→ Raw records
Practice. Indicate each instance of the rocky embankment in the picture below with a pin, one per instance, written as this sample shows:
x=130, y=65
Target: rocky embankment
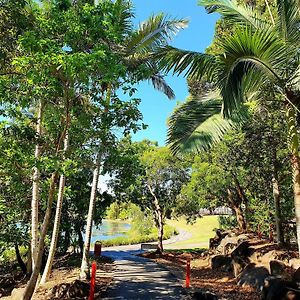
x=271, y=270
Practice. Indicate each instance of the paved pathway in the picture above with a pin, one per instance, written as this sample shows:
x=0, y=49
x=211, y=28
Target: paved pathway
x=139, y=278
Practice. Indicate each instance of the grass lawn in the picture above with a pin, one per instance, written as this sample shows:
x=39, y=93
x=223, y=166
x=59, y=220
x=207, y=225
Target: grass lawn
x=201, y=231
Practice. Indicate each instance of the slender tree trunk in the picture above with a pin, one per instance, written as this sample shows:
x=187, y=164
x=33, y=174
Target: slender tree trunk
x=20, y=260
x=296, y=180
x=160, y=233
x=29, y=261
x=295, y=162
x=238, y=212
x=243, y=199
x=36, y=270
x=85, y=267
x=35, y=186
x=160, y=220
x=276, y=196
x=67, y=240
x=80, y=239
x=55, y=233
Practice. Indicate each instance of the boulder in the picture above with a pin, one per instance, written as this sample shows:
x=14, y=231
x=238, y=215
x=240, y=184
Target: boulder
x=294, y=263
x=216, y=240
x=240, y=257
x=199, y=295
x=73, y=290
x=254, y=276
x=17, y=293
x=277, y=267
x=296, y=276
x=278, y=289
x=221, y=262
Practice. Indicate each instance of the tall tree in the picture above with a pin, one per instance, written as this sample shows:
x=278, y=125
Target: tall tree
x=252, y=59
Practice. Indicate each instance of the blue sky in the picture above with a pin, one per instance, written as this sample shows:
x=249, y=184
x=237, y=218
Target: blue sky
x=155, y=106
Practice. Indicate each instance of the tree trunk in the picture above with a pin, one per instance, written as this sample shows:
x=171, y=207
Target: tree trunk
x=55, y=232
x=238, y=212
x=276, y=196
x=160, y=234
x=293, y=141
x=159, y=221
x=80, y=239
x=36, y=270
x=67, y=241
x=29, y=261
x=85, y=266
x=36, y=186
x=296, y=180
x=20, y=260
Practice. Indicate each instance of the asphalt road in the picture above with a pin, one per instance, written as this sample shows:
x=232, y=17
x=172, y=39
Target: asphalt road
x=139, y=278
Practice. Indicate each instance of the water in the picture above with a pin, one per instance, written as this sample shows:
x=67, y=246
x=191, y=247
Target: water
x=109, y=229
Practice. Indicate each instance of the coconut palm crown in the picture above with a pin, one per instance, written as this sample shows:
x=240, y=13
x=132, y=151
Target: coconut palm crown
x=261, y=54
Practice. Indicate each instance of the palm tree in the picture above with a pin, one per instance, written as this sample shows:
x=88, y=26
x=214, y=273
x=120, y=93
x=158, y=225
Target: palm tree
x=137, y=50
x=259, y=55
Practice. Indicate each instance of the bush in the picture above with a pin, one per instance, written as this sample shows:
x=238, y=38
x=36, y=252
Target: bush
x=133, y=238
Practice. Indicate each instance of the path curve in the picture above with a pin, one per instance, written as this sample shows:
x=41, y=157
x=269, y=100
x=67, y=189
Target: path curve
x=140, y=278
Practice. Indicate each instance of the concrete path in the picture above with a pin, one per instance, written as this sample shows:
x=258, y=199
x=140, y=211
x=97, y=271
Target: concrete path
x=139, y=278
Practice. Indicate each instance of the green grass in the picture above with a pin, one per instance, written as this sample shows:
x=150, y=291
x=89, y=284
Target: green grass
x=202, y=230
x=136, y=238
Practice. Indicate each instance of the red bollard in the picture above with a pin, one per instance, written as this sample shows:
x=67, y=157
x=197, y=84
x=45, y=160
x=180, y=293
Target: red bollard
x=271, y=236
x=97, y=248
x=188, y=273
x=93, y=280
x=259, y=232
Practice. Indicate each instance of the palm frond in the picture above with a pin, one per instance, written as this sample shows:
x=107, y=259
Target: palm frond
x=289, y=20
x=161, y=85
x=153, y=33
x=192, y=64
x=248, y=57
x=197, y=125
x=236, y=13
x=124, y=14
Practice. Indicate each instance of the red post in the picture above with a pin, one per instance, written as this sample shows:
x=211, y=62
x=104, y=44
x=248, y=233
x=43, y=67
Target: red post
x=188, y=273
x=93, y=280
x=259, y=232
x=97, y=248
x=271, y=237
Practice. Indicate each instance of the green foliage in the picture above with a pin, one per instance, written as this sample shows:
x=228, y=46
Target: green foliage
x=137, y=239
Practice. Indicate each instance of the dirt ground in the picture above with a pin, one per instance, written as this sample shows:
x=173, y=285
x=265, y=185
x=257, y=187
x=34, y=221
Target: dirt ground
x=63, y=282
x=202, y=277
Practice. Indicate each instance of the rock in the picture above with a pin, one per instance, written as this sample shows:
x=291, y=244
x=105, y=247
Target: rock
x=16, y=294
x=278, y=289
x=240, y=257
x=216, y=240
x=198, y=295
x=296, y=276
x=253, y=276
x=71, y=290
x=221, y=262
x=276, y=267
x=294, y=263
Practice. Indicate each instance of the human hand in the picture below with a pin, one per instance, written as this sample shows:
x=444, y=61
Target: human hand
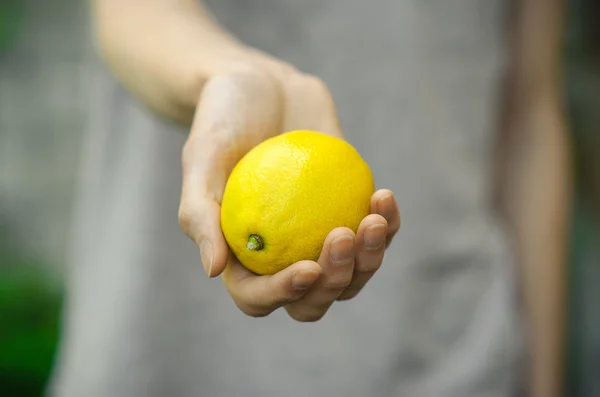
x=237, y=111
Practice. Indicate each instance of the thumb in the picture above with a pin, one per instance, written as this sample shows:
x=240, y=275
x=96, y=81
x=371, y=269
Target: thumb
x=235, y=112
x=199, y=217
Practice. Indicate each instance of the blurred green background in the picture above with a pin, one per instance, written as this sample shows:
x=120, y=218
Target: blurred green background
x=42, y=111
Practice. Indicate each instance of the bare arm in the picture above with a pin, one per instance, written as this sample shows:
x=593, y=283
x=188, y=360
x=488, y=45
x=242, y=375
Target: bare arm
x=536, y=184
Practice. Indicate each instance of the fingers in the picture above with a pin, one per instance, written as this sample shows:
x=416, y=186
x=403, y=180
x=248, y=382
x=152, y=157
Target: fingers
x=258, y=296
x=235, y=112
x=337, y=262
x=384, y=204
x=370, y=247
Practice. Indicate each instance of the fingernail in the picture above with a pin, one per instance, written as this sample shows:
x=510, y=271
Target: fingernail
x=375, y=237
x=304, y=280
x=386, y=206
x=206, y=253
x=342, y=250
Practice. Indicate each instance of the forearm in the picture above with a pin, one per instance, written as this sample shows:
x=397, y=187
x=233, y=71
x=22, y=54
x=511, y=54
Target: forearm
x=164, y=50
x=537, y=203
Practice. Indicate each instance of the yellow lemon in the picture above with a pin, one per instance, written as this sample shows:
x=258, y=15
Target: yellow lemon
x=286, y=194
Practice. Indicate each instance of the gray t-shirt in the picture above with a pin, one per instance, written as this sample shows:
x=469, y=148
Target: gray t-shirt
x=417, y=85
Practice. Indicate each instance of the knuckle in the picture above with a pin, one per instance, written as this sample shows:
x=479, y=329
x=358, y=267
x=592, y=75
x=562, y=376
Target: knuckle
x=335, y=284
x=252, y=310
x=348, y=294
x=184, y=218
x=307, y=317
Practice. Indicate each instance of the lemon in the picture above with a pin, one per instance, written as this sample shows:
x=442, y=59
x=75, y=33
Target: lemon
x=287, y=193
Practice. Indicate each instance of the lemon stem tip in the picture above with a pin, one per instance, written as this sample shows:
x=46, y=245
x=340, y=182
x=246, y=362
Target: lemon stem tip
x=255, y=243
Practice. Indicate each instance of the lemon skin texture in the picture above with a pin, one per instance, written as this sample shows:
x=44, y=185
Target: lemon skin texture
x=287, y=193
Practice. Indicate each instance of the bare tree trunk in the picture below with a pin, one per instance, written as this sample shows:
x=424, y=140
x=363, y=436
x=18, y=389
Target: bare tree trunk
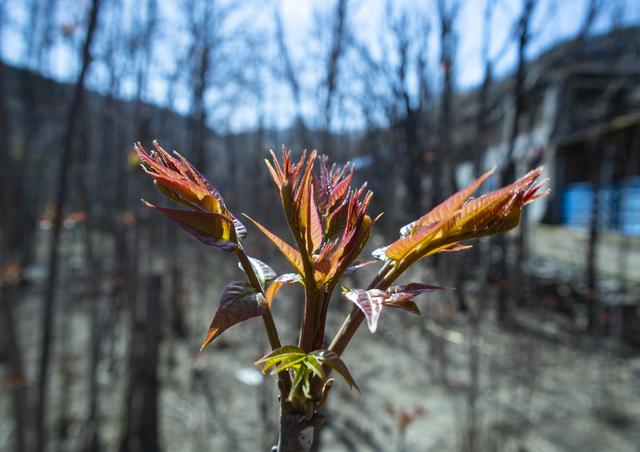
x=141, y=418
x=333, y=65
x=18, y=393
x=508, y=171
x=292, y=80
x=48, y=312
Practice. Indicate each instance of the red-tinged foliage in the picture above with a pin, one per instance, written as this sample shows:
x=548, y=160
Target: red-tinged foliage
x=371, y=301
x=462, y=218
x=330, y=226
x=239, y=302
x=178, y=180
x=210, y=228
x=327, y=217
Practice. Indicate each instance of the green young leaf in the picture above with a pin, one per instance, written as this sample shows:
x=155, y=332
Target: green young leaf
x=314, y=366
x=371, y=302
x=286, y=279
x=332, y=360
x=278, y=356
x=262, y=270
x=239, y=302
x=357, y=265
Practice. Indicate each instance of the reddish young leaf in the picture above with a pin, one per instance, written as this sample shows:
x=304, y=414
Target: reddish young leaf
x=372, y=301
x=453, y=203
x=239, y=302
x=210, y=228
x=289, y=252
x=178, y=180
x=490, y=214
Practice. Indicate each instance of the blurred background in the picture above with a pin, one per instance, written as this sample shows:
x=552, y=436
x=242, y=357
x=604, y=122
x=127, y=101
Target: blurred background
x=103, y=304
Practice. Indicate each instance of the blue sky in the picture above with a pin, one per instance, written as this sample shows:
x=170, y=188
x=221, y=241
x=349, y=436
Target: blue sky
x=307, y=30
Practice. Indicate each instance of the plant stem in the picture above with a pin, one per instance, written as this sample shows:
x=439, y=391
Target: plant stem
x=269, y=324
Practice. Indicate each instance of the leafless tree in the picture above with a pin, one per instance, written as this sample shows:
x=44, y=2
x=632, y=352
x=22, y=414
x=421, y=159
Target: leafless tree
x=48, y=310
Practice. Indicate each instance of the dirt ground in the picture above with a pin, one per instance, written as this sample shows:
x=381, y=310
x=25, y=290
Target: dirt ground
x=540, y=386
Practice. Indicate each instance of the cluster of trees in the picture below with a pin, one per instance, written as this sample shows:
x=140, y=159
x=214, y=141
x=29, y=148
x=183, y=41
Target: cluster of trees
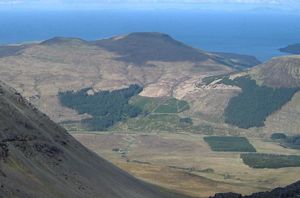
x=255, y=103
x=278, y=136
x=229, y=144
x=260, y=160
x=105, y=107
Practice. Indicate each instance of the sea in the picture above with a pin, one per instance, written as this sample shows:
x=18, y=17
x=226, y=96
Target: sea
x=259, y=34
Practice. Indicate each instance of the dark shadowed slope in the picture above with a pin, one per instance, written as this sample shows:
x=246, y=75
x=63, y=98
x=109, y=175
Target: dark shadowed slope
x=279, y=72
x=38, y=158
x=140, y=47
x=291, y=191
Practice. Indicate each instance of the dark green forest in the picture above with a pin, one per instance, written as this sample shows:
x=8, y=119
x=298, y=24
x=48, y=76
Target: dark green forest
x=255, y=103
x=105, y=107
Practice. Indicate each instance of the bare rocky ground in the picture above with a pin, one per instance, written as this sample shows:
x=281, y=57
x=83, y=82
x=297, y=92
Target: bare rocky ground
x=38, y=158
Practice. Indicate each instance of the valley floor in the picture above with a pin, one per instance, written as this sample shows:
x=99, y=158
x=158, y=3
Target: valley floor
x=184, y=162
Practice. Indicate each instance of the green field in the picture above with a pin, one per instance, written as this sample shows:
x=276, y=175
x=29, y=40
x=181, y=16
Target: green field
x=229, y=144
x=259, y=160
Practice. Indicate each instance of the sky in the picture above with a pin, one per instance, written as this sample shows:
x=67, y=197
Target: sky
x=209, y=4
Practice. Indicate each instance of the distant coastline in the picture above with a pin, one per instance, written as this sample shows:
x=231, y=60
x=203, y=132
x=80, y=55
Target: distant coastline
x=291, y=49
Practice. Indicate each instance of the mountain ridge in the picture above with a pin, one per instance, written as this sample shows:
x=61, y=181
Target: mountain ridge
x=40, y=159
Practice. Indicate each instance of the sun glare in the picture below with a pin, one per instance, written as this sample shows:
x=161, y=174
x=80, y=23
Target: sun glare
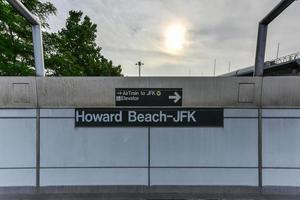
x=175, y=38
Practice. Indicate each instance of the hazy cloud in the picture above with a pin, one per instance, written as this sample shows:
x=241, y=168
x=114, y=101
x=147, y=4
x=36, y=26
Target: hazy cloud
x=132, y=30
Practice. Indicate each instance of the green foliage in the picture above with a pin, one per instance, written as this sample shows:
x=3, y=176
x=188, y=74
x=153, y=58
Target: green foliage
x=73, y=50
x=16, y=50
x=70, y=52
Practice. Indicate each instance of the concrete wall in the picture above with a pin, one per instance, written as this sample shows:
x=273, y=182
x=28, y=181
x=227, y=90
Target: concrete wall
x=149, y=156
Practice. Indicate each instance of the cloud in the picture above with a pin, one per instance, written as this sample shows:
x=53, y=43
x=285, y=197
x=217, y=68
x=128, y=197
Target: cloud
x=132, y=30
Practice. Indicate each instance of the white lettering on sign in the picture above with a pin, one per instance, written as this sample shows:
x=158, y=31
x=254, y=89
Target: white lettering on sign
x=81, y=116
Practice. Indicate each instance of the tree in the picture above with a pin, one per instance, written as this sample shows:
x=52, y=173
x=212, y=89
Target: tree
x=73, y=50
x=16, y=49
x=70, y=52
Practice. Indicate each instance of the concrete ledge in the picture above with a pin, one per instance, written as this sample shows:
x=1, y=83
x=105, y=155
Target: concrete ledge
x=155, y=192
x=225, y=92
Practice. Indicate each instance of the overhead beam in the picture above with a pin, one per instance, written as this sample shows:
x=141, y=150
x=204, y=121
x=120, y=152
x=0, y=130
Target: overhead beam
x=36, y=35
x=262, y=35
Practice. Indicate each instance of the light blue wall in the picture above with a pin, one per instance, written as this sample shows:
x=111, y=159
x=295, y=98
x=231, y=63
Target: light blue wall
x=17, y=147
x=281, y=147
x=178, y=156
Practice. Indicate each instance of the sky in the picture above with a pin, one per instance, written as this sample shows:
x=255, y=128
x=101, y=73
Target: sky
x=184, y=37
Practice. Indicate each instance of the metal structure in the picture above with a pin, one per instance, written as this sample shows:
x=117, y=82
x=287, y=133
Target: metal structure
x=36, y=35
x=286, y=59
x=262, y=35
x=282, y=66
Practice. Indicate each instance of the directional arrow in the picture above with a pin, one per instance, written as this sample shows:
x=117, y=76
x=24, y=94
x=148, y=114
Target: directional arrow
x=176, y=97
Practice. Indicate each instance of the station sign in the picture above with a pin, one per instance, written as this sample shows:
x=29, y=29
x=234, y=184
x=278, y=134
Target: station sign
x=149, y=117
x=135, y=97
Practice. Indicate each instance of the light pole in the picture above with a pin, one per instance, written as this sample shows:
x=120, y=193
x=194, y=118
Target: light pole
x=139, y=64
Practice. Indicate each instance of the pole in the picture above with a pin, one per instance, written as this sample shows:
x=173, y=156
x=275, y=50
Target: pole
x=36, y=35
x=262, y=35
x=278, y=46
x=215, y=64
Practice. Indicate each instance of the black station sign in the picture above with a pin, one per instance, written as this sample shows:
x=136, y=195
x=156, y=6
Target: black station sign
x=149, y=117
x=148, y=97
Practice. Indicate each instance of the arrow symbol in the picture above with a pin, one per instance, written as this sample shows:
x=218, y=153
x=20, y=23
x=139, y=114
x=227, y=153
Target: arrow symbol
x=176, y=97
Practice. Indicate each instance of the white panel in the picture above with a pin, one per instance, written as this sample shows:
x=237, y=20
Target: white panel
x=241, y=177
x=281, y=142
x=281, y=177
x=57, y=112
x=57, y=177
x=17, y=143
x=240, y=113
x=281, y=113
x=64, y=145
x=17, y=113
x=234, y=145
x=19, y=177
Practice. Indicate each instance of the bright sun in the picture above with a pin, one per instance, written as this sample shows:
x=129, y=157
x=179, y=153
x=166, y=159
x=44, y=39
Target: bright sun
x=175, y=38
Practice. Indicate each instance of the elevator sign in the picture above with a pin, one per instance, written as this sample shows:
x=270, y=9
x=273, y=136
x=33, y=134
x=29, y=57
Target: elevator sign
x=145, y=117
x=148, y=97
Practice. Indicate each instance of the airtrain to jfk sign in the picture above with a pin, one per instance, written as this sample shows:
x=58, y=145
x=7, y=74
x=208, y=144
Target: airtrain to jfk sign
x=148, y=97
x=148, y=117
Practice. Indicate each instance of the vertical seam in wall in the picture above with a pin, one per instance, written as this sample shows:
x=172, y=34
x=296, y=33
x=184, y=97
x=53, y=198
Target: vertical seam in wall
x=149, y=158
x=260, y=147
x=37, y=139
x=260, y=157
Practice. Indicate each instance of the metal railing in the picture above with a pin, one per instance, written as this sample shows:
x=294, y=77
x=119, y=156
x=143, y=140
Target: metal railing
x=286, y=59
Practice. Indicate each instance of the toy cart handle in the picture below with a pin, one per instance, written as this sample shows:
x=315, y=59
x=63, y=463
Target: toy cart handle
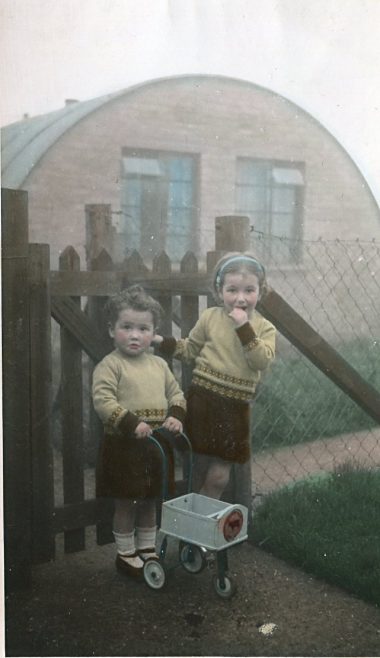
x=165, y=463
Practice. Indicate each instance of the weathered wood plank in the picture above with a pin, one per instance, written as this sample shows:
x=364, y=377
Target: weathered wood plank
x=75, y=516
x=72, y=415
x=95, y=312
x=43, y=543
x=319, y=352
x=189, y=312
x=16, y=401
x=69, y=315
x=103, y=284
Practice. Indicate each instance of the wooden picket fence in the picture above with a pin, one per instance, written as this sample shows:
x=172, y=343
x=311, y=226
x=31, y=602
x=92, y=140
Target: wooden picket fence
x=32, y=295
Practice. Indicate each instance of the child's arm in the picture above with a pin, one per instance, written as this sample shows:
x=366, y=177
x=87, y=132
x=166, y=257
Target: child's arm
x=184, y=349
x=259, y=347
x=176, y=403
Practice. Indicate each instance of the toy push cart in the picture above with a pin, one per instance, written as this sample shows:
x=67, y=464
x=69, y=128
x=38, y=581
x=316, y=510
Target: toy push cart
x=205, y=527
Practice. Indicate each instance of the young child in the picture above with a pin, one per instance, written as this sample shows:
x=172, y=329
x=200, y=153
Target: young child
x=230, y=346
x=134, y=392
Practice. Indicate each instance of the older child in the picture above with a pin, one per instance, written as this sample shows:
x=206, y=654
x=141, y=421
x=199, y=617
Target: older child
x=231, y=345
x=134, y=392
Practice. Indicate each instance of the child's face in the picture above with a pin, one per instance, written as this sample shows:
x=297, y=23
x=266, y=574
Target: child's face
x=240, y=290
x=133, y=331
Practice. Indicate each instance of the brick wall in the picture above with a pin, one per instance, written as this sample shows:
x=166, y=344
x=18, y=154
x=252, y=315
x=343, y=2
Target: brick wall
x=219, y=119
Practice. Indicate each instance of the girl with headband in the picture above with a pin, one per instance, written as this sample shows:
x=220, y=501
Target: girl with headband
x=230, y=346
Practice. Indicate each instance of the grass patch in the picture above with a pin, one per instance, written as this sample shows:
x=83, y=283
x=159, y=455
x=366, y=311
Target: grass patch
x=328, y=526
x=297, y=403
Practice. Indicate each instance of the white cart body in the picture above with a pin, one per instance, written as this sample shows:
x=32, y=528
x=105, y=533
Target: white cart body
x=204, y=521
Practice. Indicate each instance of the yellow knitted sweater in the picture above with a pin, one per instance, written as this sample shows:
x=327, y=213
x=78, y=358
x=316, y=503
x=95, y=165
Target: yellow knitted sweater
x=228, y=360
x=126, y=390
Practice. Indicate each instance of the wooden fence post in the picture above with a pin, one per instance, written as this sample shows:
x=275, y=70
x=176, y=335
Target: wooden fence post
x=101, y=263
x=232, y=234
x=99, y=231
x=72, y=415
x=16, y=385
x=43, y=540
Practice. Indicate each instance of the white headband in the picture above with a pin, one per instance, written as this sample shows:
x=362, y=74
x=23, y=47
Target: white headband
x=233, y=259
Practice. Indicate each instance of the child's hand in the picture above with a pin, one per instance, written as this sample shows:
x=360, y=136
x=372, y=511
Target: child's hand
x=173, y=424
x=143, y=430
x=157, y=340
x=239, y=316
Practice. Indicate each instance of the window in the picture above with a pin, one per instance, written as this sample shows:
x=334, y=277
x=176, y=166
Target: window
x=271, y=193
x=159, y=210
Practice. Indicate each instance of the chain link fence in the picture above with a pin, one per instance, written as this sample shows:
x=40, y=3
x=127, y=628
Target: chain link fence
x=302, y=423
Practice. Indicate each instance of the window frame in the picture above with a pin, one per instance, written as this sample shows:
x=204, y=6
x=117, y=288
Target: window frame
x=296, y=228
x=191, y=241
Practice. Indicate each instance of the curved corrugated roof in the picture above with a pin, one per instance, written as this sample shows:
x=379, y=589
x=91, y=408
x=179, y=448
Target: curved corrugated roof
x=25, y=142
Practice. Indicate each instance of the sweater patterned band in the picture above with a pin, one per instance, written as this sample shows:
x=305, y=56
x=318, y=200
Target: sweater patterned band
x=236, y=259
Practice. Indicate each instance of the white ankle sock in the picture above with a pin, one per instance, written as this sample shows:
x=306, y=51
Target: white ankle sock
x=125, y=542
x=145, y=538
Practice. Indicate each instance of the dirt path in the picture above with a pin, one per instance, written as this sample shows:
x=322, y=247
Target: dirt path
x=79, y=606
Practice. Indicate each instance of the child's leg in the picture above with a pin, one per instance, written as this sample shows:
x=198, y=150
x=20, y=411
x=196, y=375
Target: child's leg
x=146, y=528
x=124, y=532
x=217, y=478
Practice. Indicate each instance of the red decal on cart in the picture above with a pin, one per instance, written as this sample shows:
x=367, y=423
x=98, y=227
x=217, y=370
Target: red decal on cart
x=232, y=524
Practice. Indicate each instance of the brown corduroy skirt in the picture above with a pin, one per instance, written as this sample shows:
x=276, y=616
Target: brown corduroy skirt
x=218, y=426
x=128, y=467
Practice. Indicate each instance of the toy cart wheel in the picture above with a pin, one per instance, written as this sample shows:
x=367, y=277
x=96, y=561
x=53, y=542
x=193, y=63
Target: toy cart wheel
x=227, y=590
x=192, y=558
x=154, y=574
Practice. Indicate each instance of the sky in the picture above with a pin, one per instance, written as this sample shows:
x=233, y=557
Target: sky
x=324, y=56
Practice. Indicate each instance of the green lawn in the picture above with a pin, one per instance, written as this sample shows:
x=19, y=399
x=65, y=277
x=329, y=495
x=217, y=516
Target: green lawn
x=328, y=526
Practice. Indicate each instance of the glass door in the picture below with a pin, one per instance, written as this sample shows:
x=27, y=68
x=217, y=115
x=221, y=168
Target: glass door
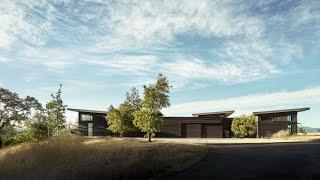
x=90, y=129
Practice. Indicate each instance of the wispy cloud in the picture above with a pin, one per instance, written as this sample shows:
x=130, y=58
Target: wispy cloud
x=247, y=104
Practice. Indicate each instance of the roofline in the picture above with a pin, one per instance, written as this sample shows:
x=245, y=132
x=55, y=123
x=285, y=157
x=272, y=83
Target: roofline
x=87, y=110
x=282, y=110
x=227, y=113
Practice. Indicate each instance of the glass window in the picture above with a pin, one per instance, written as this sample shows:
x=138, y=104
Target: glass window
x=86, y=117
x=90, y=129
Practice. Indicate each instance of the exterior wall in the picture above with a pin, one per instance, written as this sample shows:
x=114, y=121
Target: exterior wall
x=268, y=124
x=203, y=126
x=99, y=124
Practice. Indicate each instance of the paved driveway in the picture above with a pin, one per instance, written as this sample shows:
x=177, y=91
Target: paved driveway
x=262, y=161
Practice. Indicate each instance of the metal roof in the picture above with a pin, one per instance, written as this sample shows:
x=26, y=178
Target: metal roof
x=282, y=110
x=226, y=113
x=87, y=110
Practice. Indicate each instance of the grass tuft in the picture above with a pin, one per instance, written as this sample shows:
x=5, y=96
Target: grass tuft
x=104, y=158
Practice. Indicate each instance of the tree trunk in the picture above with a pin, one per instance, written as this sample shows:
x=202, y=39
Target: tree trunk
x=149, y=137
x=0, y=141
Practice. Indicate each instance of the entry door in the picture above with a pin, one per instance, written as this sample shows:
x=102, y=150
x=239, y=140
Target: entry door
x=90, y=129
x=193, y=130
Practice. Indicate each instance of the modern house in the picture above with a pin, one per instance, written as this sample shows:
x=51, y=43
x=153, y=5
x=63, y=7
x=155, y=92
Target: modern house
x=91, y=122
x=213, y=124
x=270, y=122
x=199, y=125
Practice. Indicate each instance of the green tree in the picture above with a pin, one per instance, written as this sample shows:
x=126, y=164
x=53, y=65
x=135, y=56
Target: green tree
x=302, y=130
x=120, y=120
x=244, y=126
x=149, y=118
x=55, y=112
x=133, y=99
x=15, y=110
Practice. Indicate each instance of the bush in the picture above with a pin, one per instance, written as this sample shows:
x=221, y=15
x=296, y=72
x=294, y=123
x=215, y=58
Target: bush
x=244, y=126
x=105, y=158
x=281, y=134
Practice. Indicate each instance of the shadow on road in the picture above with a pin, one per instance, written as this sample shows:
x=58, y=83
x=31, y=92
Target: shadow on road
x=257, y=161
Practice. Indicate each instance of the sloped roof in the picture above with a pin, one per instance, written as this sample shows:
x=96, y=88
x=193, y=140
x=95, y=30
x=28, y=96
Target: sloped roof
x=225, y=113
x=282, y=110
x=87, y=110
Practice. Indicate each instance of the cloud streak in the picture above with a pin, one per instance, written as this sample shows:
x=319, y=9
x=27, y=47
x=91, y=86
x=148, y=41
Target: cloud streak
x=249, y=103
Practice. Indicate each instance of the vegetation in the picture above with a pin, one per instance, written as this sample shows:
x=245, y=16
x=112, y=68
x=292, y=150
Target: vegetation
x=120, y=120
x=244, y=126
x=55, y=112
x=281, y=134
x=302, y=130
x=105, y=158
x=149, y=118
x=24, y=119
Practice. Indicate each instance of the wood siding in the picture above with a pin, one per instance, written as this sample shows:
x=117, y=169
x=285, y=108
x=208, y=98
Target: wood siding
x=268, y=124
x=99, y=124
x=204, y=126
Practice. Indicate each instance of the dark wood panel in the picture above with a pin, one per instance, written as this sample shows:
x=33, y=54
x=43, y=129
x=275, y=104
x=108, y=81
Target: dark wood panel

→ Your instructions
Copy the records above word for word, from the line with "Practice. Indicate each instance of the white cart" up to and including the line with "x=302, y=423".

→ Written answer
Practice. Indicate each instance of the white cart body in the picture above with a pin, one per instance, written as this sample shows:
x=32, y=528
x=105, y=533
Target: white cart body
x=204, y=521
Practice. Indicate each instance of the yellow knitted sweater in the picture above with a pin, one per instance, written as this sample shows:
x=327, y=213
x=78, y=358
x=316, y=503
x=95, y=165
Target: yellow knitted sweater
x=228, y=360
x=126, y=390
Practice. Indicate each instance of the wooden fence post in the picture above with a pin, one per instance, written as this sample shows:
x=275, y=70
x=176, y=335
Target: wooden fence post
x=101, y=263
x=232, y=234
x=99, y=231
x=72, y=415
x=16, y=385
x=43, y=540
Practice. Indicate each instance of the white headband in the picture above with a pin, one per instance, written as this sample shows:
x=362, y=74
x=23, y=47
Target: white headband
x=233, y=259
Practice. Indicate each instance of the child's hand in the picture above with a pin, one per instance, written as this sample shows:
x=360, y=136
x=372, y=511
Target: child's hand
x=173, y=424
x=143, y=430
x=157, y=340
x=239, y=316
Practice. Indicate each instance of the window in the picture above with a pin, one per instance, written as this sample shows:
x=334, y=277
x=176, y=166
Target: window
x=271, y=193
x=159, y=210
Practice. Indicate each instance of the chain link fence in the picture above with a pin, one per instance, written as this sample shows:
x=40, y=3
x=127, y=628
Target: chain link fence
x=302, y=423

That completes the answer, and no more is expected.